-- Excerpted text follows --
So as I understand you are involved by the vaccine that AstraZeneca is also behind. So I kind of understand (well, as much as layman can understand, lol) the vaccine that Pfizer and Moderna works. I guess it is a bit better explained on Wikipedia. So their vaccines inject mRNA to our cells which start producing antibodies. While this is brand new kind of vaccine, it's hard to know long term effects of it, but there's a chance that it could cause an autoimmune disease.

When reading about vaccine created by Oxford, the biggest concern seems to be that people could have or develop antibodies for the adenovirus after first dose. I'm guessing someone with HLA-B27 has even a higher chance of doing that. I understand that, but I'm still not understanding how it works. Is it same as the mRNA vaccine, with the difference that the adenovirus is just used to deliver it?

1 comments

I have collaborators in the vaccine group, but I'm not directly involved in the trial. In fact, I think the Oxford vaccine has 2 potential design issues, 1 of which is shared with all other vaccines.

The first issue is what you pointed out. Adenovirus delivery is potentially more risky. I'm incidentally also HLA-B27, and I will personally stay away from it.

The second issue, shared with all other vaccines, is that IMHO they should not have vaccinated us for the whole spike protein, but just for some fragment. The spike protein contains some mimotopes to confuse the immune system, and I'm worried that this might also be a source of autoimmunity in very rare cases. Naturally, because vaccines had to be rushed, this was not easy to account for.

Nonetheless, they all seem safe. Theoretically, mRNA ones might be safer, unless there's gene transfer/integration of mRNA into cells. But this is a very exotic issue unlikely to cause problems.
-- Excerpted text concluded --
-- Supplied information follows --
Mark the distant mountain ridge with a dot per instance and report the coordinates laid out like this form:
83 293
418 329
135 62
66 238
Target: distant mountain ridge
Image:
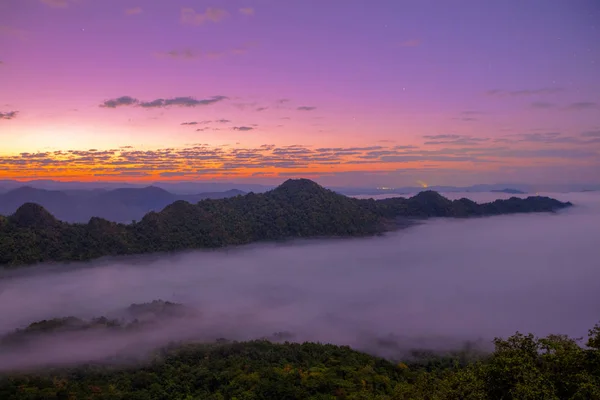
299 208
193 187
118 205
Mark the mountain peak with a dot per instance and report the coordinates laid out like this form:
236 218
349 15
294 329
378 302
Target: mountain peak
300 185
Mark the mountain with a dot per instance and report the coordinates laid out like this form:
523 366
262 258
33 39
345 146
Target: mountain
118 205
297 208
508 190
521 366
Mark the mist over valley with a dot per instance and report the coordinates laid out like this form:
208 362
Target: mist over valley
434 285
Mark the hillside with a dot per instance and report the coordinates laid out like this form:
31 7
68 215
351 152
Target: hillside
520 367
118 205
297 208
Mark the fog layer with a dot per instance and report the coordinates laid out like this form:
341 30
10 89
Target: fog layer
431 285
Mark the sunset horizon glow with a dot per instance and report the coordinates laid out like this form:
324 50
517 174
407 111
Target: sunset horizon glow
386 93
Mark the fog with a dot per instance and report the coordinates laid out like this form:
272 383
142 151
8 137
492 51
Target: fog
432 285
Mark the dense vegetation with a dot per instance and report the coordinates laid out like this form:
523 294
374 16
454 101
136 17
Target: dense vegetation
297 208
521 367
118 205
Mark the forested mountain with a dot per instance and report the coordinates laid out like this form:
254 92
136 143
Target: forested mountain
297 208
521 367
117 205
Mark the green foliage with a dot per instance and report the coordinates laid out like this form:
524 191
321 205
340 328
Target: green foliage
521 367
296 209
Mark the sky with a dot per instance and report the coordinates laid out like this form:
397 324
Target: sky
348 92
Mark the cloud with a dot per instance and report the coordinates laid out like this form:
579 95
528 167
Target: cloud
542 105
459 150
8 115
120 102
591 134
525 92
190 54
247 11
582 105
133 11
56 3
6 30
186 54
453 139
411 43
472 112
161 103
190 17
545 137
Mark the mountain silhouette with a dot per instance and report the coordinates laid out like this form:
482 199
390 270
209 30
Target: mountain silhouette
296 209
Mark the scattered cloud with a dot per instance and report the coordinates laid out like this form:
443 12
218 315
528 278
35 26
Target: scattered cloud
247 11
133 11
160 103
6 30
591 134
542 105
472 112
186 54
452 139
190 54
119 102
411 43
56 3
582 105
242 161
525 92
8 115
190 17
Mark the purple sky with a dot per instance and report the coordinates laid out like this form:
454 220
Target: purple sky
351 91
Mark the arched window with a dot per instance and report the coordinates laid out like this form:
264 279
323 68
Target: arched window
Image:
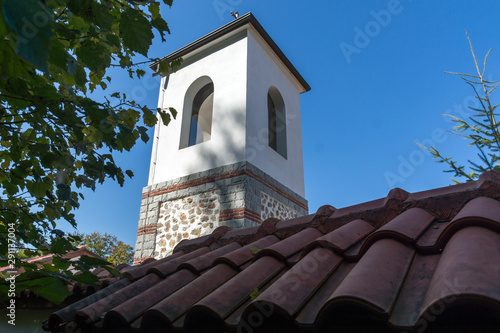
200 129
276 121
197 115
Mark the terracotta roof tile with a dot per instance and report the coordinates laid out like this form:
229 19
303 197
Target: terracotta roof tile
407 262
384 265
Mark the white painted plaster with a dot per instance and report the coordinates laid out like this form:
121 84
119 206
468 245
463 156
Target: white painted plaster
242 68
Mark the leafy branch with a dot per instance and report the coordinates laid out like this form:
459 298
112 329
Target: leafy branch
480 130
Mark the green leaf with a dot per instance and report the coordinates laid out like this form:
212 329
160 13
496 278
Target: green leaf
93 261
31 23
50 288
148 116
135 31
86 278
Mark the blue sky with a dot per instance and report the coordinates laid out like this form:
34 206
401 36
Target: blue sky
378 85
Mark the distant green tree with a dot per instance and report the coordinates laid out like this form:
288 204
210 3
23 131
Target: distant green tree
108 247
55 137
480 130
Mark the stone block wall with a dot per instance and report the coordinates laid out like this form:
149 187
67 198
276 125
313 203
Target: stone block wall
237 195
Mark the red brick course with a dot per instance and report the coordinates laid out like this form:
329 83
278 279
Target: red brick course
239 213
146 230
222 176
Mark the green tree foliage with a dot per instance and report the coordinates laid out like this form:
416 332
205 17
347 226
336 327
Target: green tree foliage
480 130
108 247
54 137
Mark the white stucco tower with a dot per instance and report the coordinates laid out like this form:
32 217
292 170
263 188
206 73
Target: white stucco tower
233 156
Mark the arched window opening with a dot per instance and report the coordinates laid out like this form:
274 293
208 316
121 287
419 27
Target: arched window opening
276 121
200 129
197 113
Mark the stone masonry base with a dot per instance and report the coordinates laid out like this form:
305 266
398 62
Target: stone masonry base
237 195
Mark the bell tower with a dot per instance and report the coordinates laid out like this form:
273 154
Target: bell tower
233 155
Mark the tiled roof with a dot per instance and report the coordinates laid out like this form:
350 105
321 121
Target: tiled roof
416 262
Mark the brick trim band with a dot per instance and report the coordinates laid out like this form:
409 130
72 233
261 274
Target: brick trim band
-- Supplied information concluded --
▶ _Tasks for this exercise_:
**A.** Which companies or institutions behind vaccines does the vaccine discussion name?
**B.** Can you rewrite the paragraph of the vaccine discussion that begins "The second issue, shared with all other vaccines" as a short bulleted list?
**C.** Do these statements agree with the vaccine discussion? (i) The person who replies is directly involved in the Oxford vaccine trial. (ii) The person who replies has HLA-B27. (iii) The reply treats gene transfer of mRNA into cells as a likely problem.

▶ _Solutions below_:
**A.** AstraZeneca, Pfizer, Moderna, Oxford

**B.**
- This second issue applies to all the vaccines.
- In the writer's opinion, they should have targeted only a fragment of the spike protein, not the whole protein.
- The spike protein contains mimotopes that confuse the immune system.
- The writer worries these could cause autoimmunity in very rare cases.
- Because the vaccines were rushed, this was hard to account for.

**C.**
(i) No: "I'm not directly involved in the trial."
(ii) Yes: "I'm incidentally also HLA-B27"
(iii) No: "this is a very exotic issue unlikely to cause problems."